■ Exercise description ■
Could you duplicate the lines word for word, starting at the very first line and stopping after the line that contains "[571, 265, 587, 277]"?

■ Box annotation data, row by row ■
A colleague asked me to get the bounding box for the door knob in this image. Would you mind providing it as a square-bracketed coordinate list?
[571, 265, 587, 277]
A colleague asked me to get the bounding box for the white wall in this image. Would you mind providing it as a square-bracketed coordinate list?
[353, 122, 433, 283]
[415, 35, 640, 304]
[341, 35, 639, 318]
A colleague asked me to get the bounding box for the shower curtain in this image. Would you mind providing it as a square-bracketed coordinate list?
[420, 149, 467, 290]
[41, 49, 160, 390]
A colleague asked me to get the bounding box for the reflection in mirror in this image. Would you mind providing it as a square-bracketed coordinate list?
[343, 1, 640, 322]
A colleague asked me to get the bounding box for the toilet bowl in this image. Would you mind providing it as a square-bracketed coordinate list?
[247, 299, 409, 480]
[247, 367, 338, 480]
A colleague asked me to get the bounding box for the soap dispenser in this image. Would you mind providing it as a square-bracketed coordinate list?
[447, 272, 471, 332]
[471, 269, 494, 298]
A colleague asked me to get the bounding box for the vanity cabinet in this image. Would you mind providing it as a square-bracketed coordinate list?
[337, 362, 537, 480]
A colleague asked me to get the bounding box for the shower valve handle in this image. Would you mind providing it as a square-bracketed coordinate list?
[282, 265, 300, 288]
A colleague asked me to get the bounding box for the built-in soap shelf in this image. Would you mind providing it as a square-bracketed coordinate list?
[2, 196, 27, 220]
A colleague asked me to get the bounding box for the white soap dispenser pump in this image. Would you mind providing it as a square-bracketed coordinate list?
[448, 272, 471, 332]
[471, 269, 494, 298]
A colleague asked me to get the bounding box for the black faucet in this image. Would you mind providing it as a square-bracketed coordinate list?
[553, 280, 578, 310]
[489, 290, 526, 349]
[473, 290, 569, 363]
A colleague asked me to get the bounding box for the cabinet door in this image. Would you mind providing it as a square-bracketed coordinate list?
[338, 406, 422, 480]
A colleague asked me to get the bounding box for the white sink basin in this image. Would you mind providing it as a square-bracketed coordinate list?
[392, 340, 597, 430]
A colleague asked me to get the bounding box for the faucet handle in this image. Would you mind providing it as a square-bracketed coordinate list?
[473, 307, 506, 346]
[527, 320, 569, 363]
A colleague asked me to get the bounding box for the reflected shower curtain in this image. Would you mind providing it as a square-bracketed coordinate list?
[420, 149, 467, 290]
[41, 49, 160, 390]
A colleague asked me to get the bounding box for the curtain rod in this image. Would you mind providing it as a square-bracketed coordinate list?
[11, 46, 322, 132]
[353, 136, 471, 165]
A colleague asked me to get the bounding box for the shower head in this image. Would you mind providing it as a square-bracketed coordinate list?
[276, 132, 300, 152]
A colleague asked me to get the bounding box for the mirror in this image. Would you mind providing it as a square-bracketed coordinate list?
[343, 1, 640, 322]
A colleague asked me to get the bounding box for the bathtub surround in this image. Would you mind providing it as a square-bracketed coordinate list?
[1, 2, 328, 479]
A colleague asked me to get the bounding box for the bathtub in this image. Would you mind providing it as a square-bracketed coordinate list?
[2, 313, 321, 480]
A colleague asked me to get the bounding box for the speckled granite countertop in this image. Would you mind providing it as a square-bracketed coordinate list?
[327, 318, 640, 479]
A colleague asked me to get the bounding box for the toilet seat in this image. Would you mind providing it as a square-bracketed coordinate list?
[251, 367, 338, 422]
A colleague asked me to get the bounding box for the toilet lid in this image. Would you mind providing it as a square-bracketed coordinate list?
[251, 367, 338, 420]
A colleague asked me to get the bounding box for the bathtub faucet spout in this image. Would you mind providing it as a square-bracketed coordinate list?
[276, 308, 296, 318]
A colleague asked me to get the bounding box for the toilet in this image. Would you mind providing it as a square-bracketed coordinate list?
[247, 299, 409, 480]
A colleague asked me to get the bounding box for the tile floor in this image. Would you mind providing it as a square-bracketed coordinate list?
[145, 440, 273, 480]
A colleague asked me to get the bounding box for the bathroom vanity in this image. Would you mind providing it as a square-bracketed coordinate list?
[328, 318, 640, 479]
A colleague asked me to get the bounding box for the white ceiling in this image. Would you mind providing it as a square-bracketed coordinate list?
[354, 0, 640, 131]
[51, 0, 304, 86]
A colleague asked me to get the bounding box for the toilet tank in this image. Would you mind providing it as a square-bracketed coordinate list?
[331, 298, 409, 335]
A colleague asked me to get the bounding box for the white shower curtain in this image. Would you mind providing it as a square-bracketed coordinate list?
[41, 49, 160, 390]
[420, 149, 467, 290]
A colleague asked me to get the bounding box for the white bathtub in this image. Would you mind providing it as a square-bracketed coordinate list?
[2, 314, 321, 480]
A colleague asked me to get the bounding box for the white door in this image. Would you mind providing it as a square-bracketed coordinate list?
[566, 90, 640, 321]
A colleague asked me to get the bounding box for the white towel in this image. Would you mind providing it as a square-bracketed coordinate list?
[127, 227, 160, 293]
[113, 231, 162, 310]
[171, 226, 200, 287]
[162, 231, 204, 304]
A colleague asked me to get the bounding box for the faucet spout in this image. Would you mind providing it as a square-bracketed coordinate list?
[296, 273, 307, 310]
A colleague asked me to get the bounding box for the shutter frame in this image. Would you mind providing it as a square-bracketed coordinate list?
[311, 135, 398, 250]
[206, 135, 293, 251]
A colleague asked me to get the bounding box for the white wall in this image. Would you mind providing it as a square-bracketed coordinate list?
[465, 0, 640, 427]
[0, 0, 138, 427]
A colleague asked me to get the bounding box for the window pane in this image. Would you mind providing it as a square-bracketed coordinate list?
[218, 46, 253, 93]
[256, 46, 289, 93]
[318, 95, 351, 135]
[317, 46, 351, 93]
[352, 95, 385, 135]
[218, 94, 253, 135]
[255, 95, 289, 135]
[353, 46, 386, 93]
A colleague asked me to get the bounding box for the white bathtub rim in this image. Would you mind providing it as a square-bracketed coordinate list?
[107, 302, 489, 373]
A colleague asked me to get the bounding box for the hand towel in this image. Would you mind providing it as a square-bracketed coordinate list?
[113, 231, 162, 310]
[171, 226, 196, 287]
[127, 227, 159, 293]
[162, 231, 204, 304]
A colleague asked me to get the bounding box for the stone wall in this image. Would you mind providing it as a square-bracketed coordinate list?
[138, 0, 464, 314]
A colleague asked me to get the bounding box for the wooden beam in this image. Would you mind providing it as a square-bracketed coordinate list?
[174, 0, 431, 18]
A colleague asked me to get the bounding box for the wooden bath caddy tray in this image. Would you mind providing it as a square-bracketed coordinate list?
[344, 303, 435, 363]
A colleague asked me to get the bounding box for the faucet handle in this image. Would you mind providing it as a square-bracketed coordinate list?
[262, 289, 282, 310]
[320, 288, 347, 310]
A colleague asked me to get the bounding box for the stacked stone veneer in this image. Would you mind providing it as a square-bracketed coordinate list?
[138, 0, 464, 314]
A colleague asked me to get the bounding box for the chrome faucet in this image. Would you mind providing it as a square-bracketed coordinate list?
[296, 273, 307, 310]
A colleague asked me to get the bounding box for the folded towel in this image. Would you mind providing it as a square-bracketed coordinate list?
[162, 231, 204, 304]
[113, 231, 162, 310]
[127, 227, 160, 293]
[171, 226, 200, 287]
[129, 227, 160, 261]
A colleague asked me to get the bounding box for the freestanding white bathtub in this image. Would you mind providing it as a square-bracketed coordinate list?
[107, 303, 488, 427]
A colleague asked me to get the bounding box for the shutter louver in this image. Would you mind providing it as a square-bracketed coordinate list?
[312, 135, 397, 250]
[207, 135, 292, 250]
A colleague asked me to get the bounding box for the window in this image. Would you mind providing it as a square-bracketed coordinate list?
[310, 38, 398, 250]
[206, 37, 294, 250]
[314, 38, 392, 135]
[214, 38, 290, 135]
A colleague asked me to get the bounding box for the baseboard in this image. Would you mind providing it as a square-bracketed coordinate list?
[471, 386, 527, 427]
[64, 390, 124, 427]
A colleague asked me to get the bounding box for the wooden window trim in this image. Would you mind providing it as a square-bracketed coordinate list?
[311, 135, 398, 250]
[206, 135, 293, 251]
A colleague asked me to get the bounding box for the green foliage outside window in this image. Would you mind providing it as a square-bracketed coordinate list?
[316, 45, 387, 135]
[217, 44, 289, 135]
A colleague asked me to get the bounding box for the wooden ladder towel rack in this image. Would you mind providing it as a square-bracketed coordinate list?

■ Solution ■
A colleague asked me to get the bounding box for the door knob in this image. Would you mind providing it as a square-bracketed coordinate list?
[571, 265, 587, 277]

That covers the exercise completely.